Your goal – Print the listing in full, keeping every line exactly as it is.

Data in this exercise –
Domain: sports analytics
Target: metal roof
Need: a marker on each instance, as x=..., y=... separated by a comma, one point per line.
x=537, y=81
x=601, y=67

Task output –
Domain: sports analytics
Target: metal roof
Need: a marker on each instance, as x=..., y=... separated by a comma, one point per line.
x=537, y=81
x=601, y=67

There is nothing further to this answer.